* **Task details**:
Repeat the entries word for word, starting at the line that contains "the black jacket." and ending at the line that contains "[270,574,831,675]", with both of those lines included.

------------------------------------------------

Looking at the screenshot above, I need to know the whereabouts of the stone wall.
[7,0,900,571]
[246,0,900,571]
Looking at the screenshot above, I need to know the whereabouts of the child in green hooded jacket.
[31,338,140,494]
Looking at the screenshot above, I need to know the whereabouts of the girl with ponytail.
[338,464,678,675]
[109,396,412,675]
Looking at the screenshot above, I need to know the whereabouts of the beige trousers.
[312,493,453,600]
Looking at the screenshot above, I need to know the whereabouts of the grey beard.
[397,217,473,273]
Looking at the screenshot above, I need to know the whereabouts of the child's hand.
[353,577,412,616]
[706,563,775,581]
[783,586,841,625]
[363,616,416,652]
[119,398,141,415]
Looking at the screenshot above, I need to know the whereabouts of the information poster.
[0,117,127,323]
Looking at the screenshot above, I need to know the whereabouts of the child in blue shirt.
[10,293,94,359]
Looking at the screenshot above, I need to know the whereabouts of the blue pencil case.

------------------------------------------------

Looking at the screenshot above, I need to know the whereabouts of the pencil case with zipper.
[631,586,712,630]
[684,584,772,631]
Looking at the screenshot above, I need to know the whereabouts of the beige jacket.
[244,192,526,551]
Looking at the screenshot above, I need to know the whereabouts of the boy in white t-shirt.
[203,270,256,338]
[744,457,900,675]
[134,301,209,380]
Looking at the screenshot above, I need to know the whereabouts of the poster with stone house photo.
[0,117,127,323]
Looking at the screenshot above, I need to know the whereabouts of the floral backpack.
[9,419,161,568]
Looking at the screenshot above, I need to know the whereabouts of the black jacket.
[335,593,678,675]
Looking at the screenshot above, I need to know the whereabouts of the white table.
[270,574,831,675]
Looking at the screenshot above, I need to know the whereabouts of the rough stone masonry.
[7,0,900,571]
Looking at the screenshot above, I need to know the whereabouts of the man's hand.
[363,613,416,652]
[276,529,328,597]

------------------------------------------------

* **Answer**:
Looking at the screenshot above, I need to know the whereabouts of the black jacket.
[335,593,678,675]
Looking at the screenshot above, I need to know the whereabouts of the white table.
[270,574,831,675]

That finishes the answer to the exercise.